Written instruction:
Which lines in the material below contain the string "wall"? Gather every one of them, and count a match only when the case is the same.
++++++++
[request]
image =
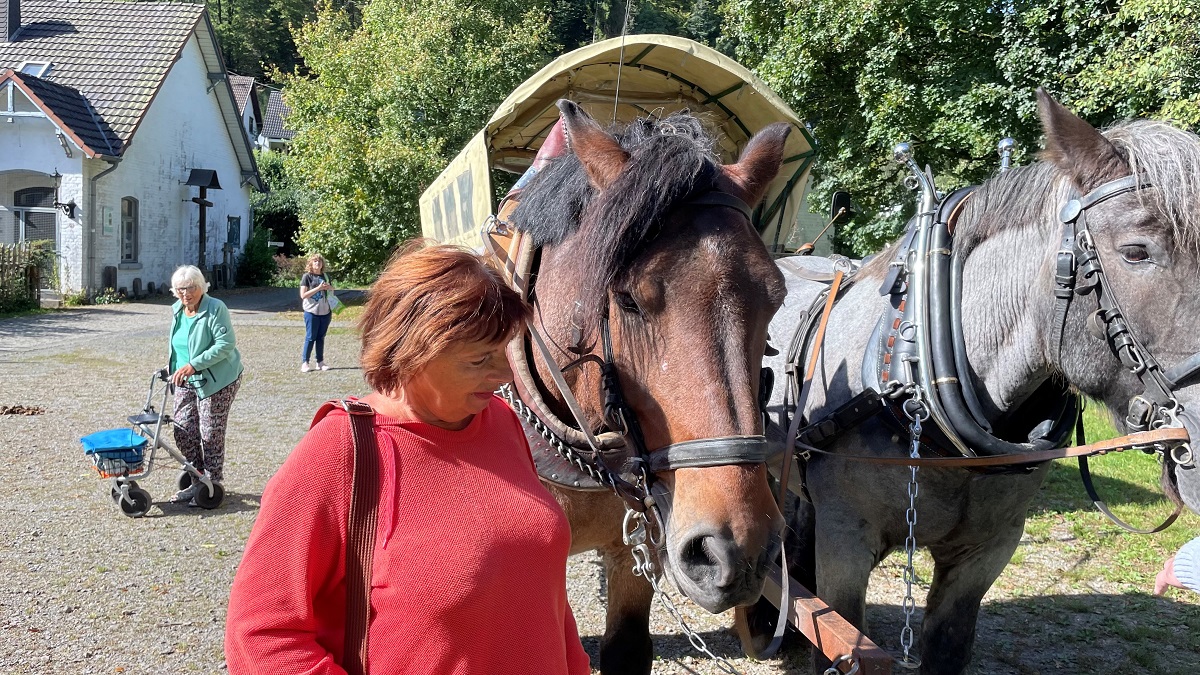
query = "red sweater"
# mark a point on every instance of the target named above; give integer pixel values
(469, 572)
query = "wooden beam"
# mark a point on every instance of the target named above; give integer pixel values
(828, 632)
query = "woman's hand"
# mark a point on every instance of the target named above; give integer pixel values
(181, 375)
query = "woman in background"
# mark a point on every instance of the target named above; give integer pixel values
(315, 290)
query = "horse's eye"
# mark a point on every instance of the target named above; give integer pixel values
(1134, 254)
(627, 302)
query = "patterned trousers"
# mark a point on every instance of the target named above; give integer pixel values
(201, 425)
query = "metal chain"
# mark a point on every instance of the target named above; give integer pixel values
(917, 412)
(598, 472)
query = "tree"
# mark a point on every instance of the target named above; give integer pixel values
(256, 35)
(955, 76)
(277, 209)
(390, 101)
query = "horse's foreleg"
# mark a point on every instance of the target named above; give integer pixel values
(845, 556)
(625, 649)
(961, 577)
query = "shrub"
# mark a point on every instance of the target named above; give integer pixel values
(75, 298)
(288, 270)
(256, 266)
(109, 297)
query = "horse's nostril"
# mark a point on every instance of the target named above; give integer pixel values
(707, 562)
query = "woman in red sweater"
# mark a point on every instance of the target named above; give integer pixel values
(469, 563)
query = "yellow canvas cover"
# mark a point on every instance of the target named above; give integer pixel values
(659, 75)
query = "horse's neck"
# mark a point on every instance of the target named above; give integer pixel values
(1007, 308)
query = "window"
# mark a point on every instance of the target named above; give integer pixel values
(34, 215)
(36, 69)
(234, 237)
(129, 230)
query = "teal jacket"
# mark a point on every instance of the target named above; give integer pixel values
(211, 345)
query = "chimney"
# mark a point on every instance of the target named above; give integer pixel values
(10, 19)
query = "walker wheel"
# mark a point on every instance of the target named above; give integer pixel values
(117, 491)
(204, 501)
(137, 505)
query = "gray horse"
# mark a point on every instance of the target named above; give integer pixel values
(1149, 242)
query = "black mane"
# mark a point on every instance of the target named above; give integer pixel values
(670, 160)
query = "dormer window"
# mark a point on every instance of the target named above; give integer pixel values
(36, 69)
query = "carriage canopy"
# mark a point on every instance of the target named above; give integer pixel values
(658, 75)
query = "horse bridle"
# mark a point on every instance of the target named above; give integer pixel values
(1079, 272)
(624, 429)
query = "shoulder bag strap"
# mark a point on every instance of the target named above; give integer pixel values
(360, 536)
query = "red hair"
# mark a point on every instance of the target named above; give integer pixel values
(429, 298)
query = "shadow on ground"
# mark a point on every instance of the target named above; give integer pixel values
(233, 503)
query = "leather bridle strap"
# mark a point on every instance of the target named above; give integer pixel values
(1074, 222)
(712, 452)
(718, 198)
(564, 389)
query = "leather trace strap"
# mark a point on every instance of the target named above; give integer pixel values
(360, 535)
(1147, 440)
(785, 469)
(1085, 475)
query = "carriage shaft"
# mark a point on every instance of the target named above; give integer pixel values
(828, 632)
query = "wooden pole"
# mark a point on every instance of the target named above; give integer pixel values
(828, 632)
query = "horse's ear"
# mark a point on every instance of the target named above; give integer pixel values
(599, 153)
(760, 162)
(1077, 148)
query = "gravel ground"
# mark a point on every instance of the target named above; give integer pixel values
(87, 590)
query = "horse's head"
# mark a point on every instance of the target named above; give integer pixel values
(642, 240)
(1147, 240)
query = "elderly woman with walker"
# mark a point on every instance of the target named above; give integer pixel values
(205, 370)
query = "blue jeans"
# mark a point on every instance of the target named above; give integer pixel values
(315, 328)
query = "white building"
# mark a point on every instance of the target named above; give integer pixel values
(115, 119)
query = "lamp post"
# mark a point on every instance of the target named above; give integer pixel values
(67, 208)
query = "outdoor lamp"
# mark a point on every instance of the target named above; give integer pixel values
(69, 207)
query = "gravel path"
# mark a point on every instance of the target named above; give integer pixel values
(87, 590)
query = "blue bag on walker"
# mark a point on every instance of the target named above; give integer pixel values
(115, 443)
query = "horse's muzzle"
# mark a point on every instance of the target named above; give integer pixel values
(715, 572)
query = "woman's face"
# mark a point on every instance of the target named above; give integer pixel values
(456, 384)
(190, 294)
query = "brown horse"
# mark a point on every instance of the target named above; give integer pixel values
(642, 238)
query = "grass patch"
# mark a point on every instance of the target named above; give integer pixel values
(1129, 483)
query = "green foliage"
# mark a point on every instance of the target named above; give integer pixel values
(288, 270)
(21, 264)
(391, 101)
(76, 298)
(256, 264)
(279, 208)
(256, 35)
(955, 76)
(109, 297)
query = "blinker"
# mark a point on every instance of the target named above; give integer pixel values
(1071, 211)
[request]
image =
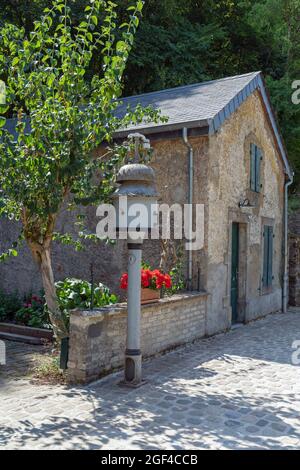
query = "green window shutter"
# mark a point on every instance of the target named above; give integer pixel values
(252, 167)
(265, 253)
(270, 256)
(257, 169)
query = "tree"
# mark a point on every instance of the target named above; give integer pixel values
(69, 114)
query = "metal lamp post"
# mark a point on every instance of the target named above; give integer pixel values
(135, 199)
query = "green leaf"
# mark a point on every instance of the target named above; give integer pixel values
(94, 19)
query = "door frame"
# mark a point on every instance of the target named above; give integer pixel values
(235, 216)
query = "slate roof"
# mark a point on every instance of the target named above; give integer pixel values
(206, 104)
(198, 103)
(201, 105)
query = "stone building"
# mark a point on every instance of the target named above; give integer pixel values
(220, 147)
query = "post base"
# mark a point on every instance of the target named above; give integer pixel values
(123, 383)
(133, 366)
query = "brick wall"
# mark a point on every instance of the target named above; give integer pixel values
(97, 338)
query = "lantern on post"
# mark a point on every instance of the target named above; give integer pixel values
(135, 201)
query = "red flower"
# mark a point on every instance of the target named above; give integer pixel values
(168, 281)
(145, 279)
(149, 279)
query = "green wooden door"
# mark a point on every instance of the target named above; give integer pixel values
(235, 271)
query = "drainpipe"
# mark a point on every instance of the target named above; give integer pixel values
(286, 251)
(190, 202)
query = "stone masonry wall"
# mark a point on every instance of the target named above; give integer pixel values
(97, 338)
(229, 184)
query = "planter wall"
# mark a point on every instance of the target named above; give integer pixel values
(97, 338)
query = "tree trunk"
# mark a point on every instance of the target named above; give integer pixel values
(41, 254)
(56, 318)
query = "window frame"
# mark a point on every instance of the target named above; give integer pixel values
(256, 157)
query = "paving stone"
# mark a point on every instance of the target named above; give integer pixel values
(232, 391)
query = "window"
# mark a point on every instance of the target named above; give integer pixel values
(255, 160)
(268, 236)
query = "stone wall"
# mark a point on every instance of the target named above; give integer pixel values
(170, 162)
(294, 270)
(97, 338)
(228, 185)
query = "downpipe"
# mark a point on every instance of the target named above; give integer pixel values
(286, 250)
(190, 202)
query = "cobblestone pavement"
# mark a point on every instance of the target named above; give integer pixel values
(234, 391)
(21, 358)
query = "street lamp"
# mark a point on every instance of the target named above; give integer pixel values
(135, 201)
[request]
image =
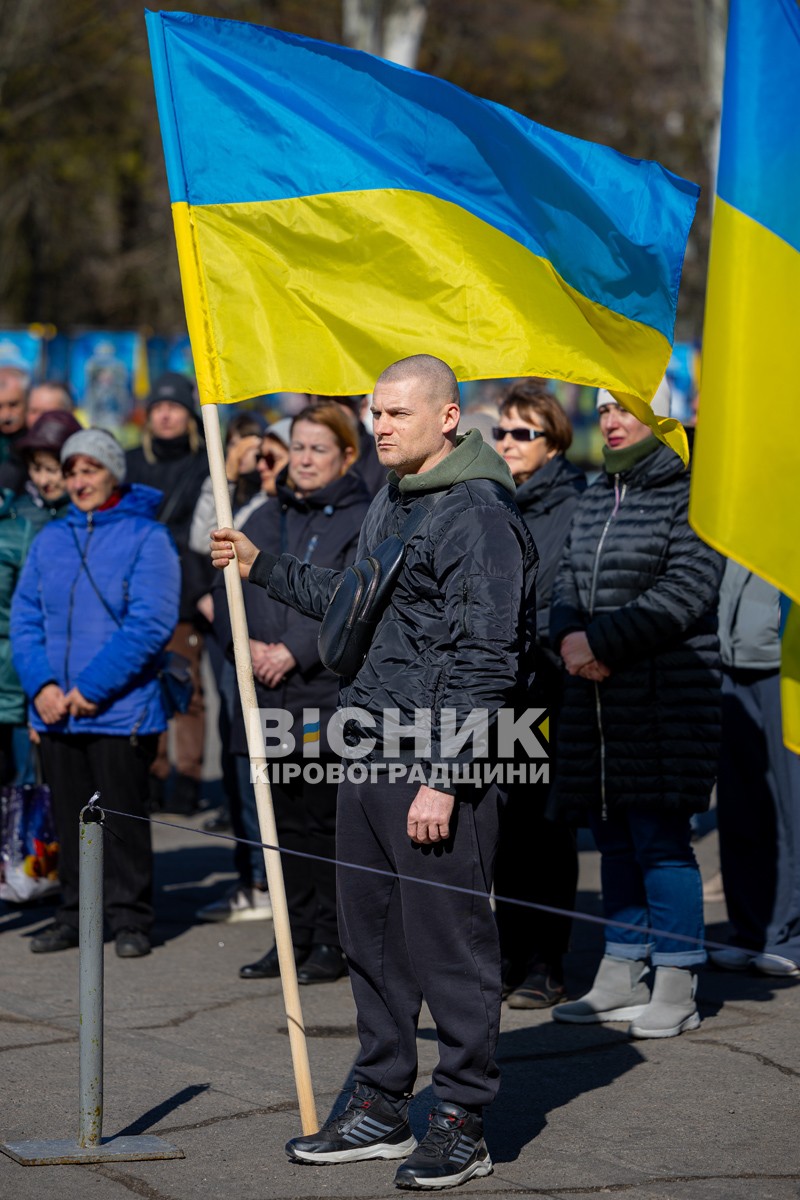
++++++++
Full output:
query = "brick wall"
query = "stone masonry wall"
query = "planter wall"
query = "stone wall"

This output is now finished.